[Dataset records about object locations]
BEGIN

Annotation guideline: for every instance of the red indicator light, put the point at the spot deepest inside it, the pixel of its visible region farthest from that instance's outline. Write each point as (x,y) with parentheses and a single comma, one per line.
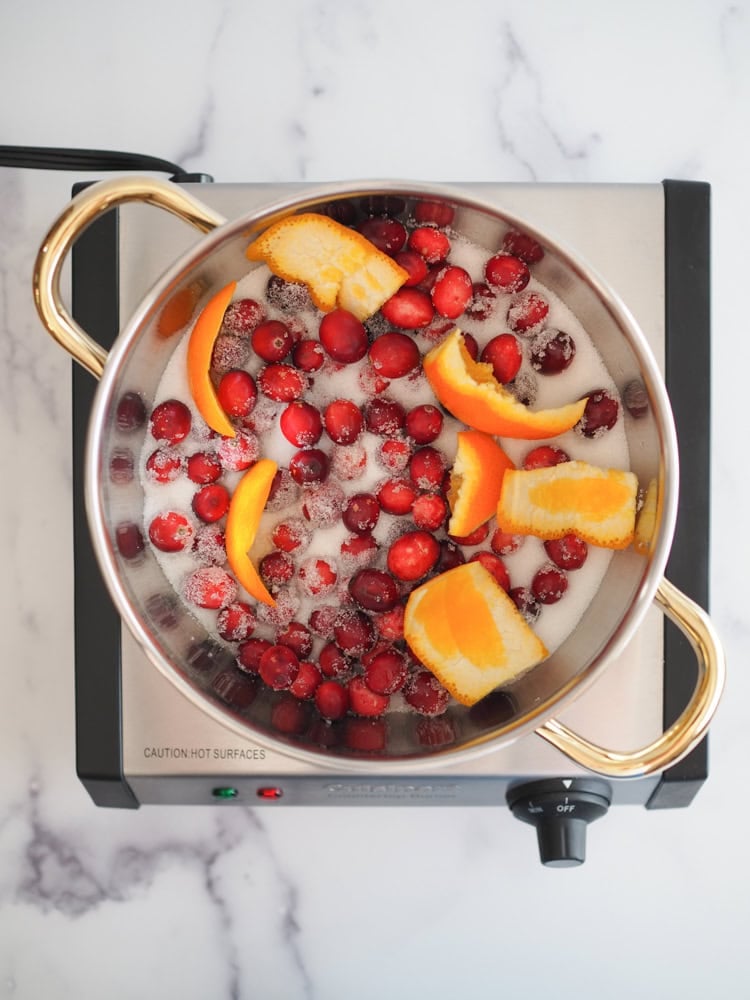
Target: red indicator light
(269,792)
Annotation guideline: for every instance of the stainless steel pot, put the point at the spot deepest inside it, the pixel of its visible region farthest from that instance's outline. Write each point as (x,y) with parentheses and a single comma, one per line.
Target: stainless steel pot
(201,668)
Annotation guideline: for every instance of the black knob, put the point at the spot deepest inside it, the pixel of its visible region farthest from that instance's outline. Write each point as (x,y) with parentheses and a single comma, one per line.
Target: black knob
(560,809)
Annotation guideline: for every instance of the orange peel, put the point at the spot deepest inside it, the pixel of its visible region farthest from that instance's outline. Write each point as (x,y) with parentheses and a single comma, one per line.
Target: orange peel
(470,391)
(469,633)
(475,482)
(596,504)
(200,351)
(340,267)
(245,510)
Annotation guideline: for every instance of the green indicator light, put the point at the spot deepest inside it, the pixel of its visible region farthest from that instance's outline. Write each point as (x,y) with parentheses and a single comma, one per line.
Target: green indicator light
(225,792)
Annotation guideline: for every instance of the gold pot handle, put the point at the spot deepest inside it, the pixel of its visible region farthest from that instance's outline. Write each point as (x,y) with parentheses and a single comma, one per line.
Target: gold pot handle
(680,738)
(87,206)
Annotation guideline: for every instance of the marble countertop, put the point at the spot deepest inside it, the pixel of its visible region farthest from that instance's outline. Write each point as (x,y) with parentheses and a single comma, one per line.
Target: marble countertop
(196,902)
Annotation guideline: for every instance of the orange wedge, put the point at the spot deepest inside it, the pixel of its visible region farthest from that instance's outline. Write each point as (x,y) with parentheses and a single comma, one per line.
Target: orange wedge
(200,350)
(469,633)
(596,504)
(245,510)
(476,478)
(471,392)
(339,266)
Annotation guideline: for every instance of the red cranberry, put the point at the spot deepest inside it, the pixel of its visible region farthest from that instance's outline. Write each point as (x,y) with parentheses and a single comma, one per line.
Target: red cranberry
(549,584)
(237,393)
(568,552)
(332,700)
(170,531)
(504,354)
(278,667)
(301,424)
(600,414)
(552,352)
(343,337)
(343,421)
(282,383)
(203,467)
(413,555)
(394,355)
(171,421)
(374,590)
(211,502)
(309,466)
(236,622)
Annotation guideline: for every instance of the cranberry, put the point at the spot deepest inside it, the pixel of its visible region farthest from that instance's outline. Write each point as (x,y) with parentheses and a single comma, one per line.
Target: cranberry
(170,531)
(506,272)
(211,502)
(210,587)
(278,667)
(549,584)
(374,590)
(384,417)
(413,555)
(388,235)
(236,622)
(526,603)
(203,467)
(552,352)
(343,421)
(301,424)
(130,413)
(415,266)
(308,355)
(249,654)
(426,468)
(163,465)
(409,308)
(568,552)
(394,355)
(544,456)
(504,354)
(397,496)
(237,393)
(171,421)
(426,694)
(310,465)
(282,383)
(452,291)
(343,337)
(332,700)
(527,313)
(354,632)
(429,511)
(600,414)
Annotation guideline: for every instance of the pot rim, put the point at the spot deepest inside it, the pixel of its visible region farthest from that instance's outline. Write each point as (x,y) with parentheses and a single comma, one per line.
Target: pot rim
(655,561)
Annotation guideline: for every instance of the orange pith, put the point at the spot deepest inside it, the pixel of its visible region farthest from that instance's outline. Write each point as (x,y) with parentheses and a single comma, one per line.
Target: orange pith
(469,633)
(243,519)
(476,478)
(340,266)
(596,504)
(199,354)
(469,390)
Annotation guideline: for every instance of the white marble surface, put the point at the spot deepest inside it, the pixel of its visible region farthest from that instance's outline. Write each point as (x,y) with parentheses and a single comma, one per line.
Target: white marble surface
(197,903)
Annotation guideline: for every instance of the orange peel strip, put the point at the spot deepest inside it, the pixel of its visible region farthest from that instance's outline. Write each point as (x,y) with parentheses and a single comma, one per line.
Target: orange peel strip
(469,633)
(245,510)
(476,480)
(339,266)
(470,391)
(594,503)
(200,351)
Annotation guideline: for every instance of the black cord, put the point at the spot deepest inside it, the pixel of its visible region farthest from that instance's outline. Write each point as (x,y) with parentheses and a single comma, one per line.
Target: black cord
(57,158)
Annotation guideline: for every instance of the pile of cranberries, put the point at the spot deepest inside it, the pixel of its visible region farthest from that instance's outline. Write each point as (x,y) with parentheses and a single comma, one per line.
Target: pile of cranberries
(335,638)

END

Task requirements — Make an exact copy of the data above, pictures excluded.

Solution to the problem —
Annotation guideline: for every instance of the red indicator light, put the point at the spot deepest inside it, the pixel of its visible region farthest from that instance's outline. Write each point as (x,y) with parentheses and a single comma, one per line.
Target: red indicator light
(269,792)
Annotation guideline: for every instance of the stainless steel pot, put the point at the spot deepest inside it, the pixel of its visible region farthest from that instance's outline. Write each point as (x,y) with parentheses and a single comma, one per line.
Target: stainless steel pot
(201,668)
Annotation guideline: for every instance of the black knob, put the point at the spot deepest inside it, the pixel of its visible region farthest from that instance's outline. Write each point as (x,y) with parentheses and a single comma, one per line.
Target: black knob
(560,809)
Annotation guideline: for every instance of the orange peel, put the point at the spot deepest inside it, the pixel of its visible region farthest from that instance's outline. Write each point as (x,y) with parentheses and a single comma, one per line.
Target: orange peel
(470,391)
(469,633)
(475,482)
(596,504)
(200,351)
(340,267)
(245,510)
Annotation guideline: for every instance of the green indicator light, put the point at the spot deepest inside it, the pixel of its visible region farthest from that instance's outline. Write each point as (x,y) with parentheses and a single comma, one per line.
Target: green indicator light
(225,792)
Annotation guideline: for every instance of the gold pot handle, put the point at the spot deepest inside it, the pixel of its visible region farthest from that instance's outline. Write each point as (x,y) with parentheses and a single comma, one per line.
Target: gold pot handle
(680,738)
(87,206)
Annotation guideline: for every instance of the marble countertop, put the point at the spot deepest inside it, the pixel of its visible region farthest from that instance's outline. Write each point as (x,y) with parentheses and a single comma, one per line.
Target: marble countertop
(196,902)
Annotation guideline: for every instance of the orange wedge, put the point at the spot deepest inside it, the pixel of its visible region farthest from that instance's outline. Write each point as (x,y) with parentheses and a single comma, one per line.
Target: orange wedge
(200,350)
(469,633)
(596,504)
(245,510)
(476,478)
(471,392)
(339,266)
Annotation guideline: for every instance of the red cranberry, put the point at the spot deepest inside it, the pixel of its visible region farthest from that instance's outline. Write each point as (x,y) with parentheses and a single comma, one per line.
Target: red cranberry
(549,584)
(237,393)
(568,552)
(332,700)
(170,531)
(504,354)
(278,667)
(301,424)
(600,414)
(552,352)
(343,337)
(343,421)
(282,383)
(203,467)
(413,555)
(394,355)
(171,421)
(374,590)
(211,502)
(309,466)
(236,622)
Annotation guideline: for every instance of the cranberry, put the point at the spot deepest inside it, the pixel of its visible region farthest from that instance's outline. Write each point as (x,y) with parentheses and a single comma, one per line.
Target: cranberry
(170,531)
(506,272)
(211,502)
(210,587)
(278,667)
(549,584)
(374,590)
(384,417)
(413,555)
(388,235)
(236,622)
(526,603)
(203,467)
(552,352)
(343,421)
(301,424)
(130,413)
(415,266)
(308,355)
(249,654)
(426,468)
(163,465)
(409,308)
(568,552)
(394,355)
(544,456)
(504,354)
(397,496)
(237,393)
(171,421)
(426,694)
(310,465)
(282,383)
(452,291)
(343,337)
(332,700)
(527,313)
(354,632)
(429,511)
(600,414)
Annotation guideline: for every instance of the pot rim, put the point at the spot deepest inside it, the pixel of its visible region farthest from that instance's outline. Write each point as (x,y) with parentheses and a single comma, one per line.
Target: pot rim
(655,561)
Annotation guideline: for every instance of the orange pith, put the point at the spot deepest inside it, the pixel of its visible region farthest from that instance's outline. Write each point as (x,y) with parentheses and a single comma, one per line.
Target: orange pith
(469,633)
(243,519)
(476,478)
(340,266)
(596,504)
(199,354)
(469,390)
Annotation guideline: for every instance of the white marble surface, put the point at the spot deepest inside it, the pixel of its visible region farthest from that instance's outline. Write each point as (x,y) with parentheses and a single comma, one per line.
Target: white marble surface
(197,903)
Annotation guideline: for every instance of the orange peel strip, put the point at the spot deepest inside it, the pixel of its visible region farthest from that instance's outline. Write each point as (x,y) with parentheses and a single comma, one per line.
Target: orange peel strip
(469,633)
(245,510)
(476,480)
(339,266)
(470,391)
(594,503)
(200,351)
Annotation guideline: for every instance of the black cord, put the point at the spot deepest inside it, the pixel of its visible region farthest from that instance's outline. Write each point as (x,y) with parentheses and a single comma, one per line.
Target: black cord
(57,158)
Annotation guideline: for every instance of the pile of cranberries, put the point at the spot deepest inside it, the pixel of its visible region farthest from that instance's outline. Write each point as (x,y) with parentheses and a single comma, one per line.
Target: pile of cranberries
(335,638)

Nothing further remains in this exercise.